Rewrite every one of the records below with "drop a marker" swapped for "place a pin" and everything else left as it is. Leave the pictures out of your answer.

[Object point labels]
---

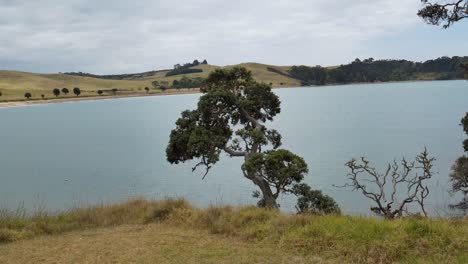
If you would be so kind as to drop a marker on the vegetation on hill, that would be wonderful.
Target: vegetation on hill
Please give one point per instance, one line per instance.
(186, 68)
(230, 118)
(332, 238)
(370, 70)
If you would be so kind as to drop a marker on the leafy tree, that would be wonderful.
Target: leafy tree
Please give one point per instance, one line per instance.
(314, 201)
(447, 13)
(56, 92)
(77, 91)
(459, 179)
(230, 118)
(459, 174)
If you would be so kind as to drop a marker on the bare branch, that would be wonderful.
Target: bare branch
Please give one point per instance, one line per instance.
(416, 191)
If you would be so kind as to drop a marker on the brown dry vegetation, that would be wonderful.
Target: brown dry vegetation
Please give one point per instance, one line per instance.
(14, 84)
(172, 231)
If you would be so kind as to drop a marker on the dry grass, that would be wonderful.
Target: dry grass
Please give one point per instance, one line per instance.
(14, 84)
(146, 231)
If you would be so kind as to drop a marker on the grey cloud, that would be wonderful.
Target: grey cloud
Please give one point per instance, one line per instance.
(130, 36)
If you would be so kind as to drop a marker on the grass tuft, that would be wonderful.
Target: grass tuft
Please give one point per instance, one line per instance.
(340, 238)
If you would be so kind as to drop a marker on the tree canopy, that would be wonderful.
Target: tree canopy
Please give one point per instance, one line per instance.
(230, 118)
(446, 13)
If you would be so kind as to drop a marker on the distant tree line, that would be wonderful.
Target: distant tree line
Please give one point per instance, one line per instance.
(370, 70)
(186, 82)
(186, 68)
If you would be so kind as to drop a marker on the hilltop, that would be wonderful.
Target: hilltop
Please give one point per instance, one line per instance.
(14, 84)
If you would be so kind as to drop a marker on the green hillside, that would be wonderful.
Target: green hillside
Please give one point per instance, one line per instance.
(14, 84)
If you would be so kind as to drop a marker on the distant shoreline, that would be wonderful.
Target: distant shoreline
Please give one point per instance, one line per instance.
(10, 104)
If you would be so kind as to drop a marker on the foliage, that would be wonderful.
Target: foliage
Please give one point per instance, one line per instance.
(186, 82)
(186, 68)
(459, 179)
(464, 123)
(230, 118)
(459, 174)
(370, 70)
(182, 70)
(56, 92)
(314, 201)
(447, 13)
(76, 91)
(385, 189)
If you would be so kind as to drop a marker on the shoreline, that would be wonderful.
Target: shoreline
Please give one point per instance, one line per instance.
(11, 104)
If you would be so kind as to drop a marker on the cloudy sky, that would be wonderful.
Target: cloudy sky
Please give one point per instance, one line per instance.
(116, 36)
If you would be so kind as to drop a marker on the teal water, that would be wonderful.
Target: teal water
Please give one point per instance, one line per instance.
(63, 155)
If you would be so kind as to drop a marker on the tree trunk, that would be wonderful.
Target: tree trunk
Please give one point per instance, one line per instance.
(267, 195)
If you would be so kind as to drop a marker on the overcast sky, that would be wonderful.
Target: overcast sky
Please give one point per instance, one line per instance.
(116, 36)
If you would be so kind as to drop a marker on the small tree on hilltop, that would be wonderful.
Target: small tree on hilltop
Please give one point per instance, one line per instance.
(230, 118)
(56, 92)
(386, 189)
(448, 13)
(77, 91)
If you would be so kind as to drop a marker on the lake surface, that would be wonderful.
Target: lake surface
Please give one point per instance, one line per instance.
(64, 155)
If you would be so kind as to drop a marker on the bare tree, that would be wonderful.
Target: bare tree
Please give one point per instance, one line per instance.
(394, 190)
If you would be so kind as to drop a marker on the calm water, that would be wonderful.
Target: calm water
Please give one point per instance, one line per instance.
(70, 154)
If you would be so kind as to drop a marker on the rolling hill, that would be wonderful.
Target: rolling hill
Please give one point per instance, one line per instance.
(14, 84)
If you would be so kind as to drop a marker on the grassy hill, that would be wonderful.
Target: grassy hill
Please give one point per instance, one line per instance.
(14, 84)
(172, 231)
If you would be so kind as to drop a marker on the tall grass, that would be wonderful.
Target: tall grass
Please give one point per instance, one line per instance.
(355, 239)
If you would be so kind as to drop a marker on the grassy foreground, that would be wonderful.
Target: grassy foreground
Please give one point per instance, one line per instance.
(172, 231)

---

= Exercise output =
If you would be so kind as to place a pin on the vegetation on hill, that would be wonderful.
Target: vegetation on hill
Please give one point per instance, one line per instance.
(186, 68)
(230, 118)
(332, 238)
(370, 70)
If you would be so kind as to place a pin on the leafy tree, that would be wonderful.
Target: leafy tree
Please give one point per instance, one line per instance.
(314, 201)
(447, 13)
(56, 92)
(77, 91)
(459, 179)
(230, 118)
(459, 174)
If you would be so kind as to place a pin on the bare branch, that would be wonderful.
Target: bare branch
Please give one point per instance, one line per instance.
(416, 191)
If you would be so kind as to place a pin on the brown dry vegetation, that would be wonderful.
Target: brown dry vegetation
Please give one point per instance, one line per instance.
(14, 84)
(172, 231)
If you would be so kind as to place a pin on the dry grass, that would be wonderful.
Target: dry grass
Please give one point per instance, one line per instance.
(14, 84)
(146, 231)
If you would be so kind as to place a pin on the grey cloud, that would be wonderful.
Target: grey cloud
Please give one point per instance, one line per instance.
(130, 36)
If you would be so kind as to place a pin on the grass tuft, that would be wonderful.
Target: grass tuft
Please give one point per instance, one line per instance.
(340, 238)
If you would be so kind as to place a pin on the tree canopy, that would be wonderful.
Target: tree canopy
Please give one point per instance, one line per instance.
(230, 118)
(446, 13)
If you would be so kind as to place a pin on the distant tree line, that would be wonderful.
Target: distant tree line
Please give one point per instance, one line per instance.
(370, 70)
(186, 82)
(186, 68)
If you would be so kind as to place a pin on the hilltop, that would be wonderful.
Target: hilltop
Please give one point per instance, one line per instance.
(14, 84)
If you would be so kind as to place a pin on the green hillside, that would be wonderful.
Target: green hillside
Please give one point per instance, one line per instance.
(14, 84)
If you would be so kind as to place a pin on the distant shoreline, that would be wonderful.
Target: distant shoreline
Please give one point per instance, one line per instance.
(10, 104)
If you would be so kind as to place a pin on the foliage, that would be wonderful.
Target: foliage
Please give one point per instance, one line per instance.
(186, 82)
(186, 68)
(459, 179)
(464, 123)
(230, 118)
(459, 174)
(370, 70)
(182, 70)
(56, 92)
(314, 201)
(447, 13)
(76, 91)
(385, 189)
If you would be so kind as to place a pin on the shoreline, that would be wonderful.
Target: shoreline
Please give one point per instance, one line per instance.
(11, 104)
If you would be so kind as to place a pin on the cloudy sky, that would be wonderful.
Target: cloudy sky
Please give one point per instance, one line per instance.
(116, 36)
If you would be so kind as to place a pin on the teal water, that would be wonderful.
Target: teal water
Please give one point per instance, one line per instance.
(63, 155)
If you would be so kind as to place a pin on the tree trunk, that would be wonderful.
Target: tree trunk
Please give one point per instance, one line per instance.
(267, 195)
If you would be so kind as to place a pin on the overcast sky, that would be wonderful.
Target: overcast sky
Please give one point per instance, one line per instance.
(116, 36)
If you would be so kind as to place a pin on the small tree on hilltop, that would be wonderful.
Target: small tree on hilltop
Please give one point per instance, one line per instance.
(230, 118)
(56, 92)
(386, 189)
(448, 13)
(77, 91)
If you would be so kind as to place a pin on the lake surface, that would be wonderful.
Target: lake surface
Please give one point per instance, one line per instance.
(64, 155)
If you would be so kind as to place a pin on the bare tree, that would be wonderful.
Target: bare tree
Please give one point per instance, one line per instance.
(394, 190)
If you would be so kind as to place a pin on the calm water, that would be wonderful.
Target: calm water
Please give one point per instance, one line per instance.
(70, 154)
If you would be so kind as to place a pin on the rolling hill, that would be wonderful.
Target: rolling hill
Please give one point per instance, one line per instance.
(14, 84)
If you would be so kind as to place a pin on the grassy hill, that would be wonderful.
Target: grassy hill
Please give one point per instance, one line per instance.
(14, 84)
(172, 231)
If you would be so kind as to place a pin on the tall grass, that would be wonderful.
Target: tall grass
Please give one point per instance, one line per instance.
(355, 239)
If you would be so kind as to place a pin on the grassy foreground, that would be wonderful.
Target: grassy foreground
Please give one point per instance, one line per instance.
(172, 231)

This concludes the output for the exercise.